● **Your goal**
Line filter on the word "mast": copy each matching line from the entries.
Provided information below:
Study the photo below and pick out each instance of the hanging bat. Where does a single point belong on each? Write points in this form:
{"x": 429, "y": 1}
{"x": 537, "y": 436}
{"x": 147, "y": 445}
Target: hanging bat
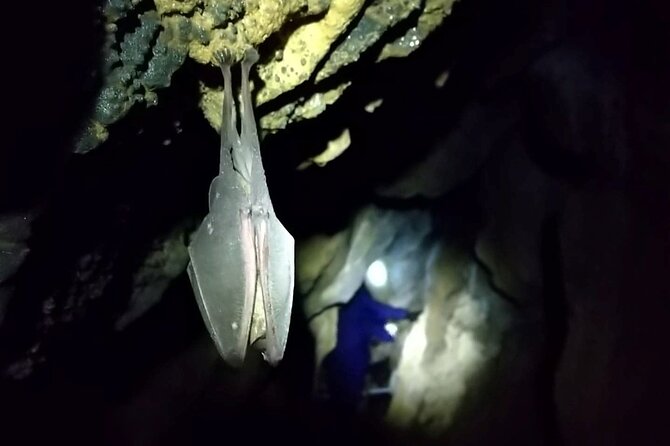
{"x": 242, "y": 257}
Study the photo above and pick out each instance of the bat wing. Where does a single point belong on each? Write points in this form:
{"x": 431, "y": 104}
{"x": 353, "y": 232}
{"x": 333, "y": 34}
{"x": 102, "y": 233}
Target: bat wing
{"x": 223, "y": 267}
{"x": 279, "y": 276}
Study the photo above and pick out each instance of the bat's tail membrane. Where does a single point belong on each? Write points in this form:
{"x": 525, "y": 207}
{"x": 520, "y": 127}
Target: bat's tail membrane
{"x": 278, "y": 296}
{"x": 223, "y": 272}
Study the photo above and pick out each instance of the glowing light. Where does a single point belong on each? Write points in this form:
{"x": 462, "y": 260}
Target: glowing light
{"x": 377, "y": 274}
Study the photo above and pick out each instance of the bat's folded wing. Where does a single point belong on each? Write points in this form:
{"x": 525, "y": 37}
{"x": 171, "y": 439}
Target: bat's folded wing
{"x": 223, "y": 269}
{"x": 281, "y": 255}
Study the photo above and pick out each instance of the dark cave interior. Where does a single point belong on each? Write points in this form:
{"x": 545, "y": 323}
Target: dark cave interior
{"x": 68, "y": 372}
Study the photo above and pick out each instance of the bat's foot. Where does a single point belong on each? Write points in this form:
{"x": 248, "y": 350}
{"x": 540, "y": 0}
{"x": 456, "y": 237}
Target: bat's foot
{"x": 224, "y": 57}
{"x": 250, "y": 56}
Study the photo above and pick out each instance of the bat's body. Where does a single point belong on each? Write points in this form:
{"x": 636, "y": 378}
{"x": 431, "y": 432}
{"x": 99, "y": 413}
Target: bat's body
{"x": 242, "y": 258}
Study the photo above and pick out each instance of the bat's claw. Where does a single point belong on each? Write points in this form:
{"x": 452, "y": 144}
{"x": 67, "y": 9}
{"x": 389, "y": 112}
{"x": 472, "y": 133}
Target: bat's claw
{"x": 224, "y": 57}
{"x": 250, "y": 56}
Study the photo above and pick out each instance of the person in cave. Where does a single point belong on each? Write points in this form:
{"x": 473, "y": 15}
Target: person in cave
{"x": 360, "y": 323}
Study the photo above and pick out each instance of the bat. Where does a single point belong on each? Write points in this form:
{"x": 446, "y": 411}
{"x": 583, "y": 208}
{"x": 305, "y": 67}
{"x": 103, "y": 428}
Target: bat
{"x": 242, "y": 259}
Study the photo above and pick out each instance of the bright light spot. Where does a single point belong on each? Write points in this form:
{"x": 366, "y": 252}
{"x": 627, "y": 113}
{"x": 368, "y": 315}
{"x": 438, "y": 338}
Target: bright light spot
{"x": 377, "y": 274}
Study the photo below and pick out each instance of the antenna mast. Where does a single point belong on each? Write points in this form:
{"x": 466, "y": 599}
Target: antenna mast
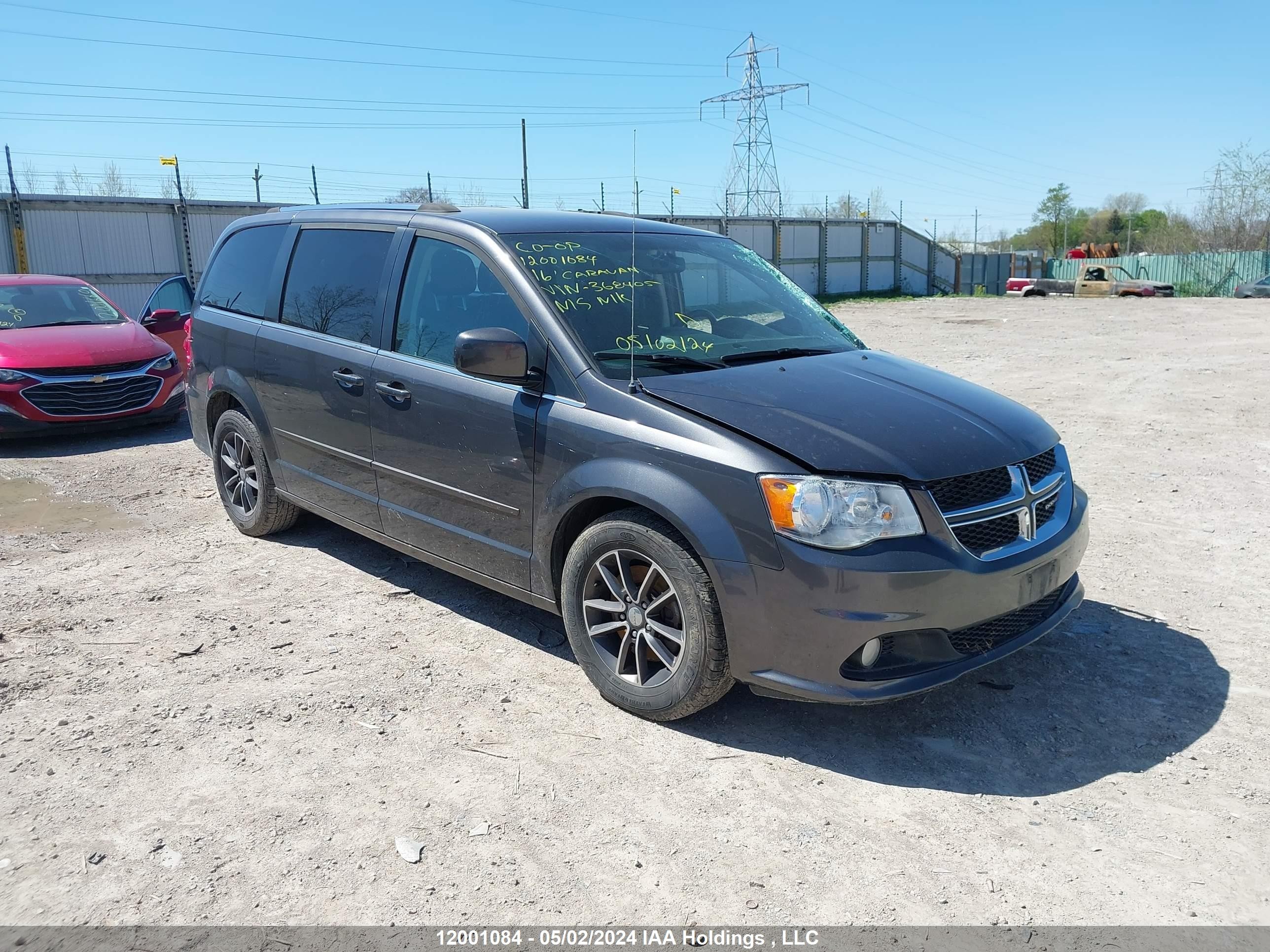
End of Provided information.
● **Answer to the exercise**
Study the photo below and pick out each instance of the antenna mast. Where does a single point belong on each? Write points in this form:
Target: antenna mast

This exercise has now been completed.